- TEXT SECTION:

Hubbard also secured a $7,500-a-month deal with Edgenuity/E2020, and a $10,000-a-month deal with a plastic cup manufacturer seeking a contract with Governor Bentley. During the trial, Hubbard's former chief of staff, Josh Blades, testified that when he asked the Speaker why they were helping the cup manufacturer, Hubbard replied "100,000 reasons."

Hubbard reportedly received $420,000 a year from such deals. When Hubbard’s printing business defaulted on a $600,000 loan, he procured $150,000 each from four investors who were currently lobbying the state government. Will Brooke wired Hubbard $150,000 in October 2012. Brooke further gifted an investment plan worth tens of thousands of dollars to Hubbard's printing business. Hubbard assured Brooke that he would make sure the state would direct federal welfare funds to a charity run by Brooke's wife.

Felony convictions

Following an investigation conducted by Matt Hart, working from the state's Attorney General's office's white crime division, and special prosecutor Van Davis, who stepped in after the Alabama's Attorney General, Luther Strange, recused himself, on October 20, 2014, Hubbard was indicted by a special grand jury in Lee County on 23 counts relating to misusing his office for personal gain and soliciting gifts from lobbyists. Each of the 23 counts carried the possibility of two to 20 years in prison and $30,000 in fines.

The investigation led to charges against two other Republican legislators. Greg Wren, of Montgomery, pleaded guilty to a charge of knowingly using his office for personal gain and resigned his office. Barry Moore, of Enterprise, was charged with two counts of felony perjury, and two counts of giving false statements, but was found not guilty of all charges. Investigations into Hubbard also exposed Governor Bentley to a sex scandal.

- SUPPLIED MATERIAL:
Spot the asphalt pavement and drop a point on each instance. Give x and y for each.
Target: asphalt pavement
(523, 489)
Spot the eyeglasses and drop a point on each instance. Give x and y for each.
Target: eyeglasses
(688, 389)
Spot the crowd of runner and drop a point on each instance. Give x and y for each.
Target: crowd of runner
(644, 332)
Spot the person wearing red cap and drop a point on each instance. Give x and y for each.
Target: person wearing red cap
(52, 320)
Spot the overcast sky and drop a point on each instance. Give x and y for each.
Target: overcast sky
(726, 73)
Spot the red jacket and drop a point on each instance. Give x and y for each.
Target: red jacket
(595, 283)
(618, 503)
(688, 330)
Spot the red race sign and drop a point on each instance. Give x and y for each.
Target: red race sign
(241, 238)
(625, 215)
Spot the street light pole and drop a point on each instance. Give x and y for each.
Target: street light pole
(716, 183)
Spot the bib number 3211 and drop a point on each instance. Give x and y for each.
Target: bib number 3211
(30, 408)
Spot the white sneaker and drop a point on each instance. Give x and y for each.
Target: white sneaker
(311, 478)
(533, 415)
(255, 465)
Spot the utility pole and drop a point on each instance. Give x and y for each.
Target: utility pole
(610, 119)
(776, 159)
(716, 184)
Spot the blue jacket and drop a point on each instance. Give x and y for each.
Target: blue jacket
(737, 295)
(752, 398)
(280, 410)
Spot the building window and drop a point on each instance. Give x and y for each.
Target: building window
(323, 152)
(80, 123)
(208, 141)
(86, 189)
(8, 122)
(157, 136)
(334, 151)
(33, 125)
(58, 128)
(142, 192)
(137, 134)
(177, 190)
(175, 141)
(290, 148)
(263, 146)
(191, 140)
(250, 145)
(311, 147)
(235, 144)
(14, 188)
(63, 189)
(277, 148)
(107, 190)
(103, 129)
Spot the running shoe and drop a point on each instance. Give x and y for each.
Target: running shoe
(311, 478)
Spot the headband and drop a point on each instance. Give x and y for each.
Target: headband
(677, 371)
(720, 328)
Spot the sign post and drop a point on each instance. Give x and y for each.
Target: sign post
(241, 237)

- PROMPT: Using the text about Hubbard, mark each of these statements yes or no and quote the exact words from the text that decide it: (a) Hubbard's deal with a plastic cup manufacturer paid $10,000 a month; (b) Barry Moore was found guilty of felony perjury; (c) a special grand jury in Lee County indicted Hubbard on 23 counts.

- EXERCISE ANSWER:
(a) Yes: "a $10,000-a-month deal with a plastic cup manufacturer seeking a contract with Governor Bentley"
(b) No: "was found not guilty of all charges"
(c) Yes: "Hubbard was indicted by a special grand jury in Lee County on 23 counts"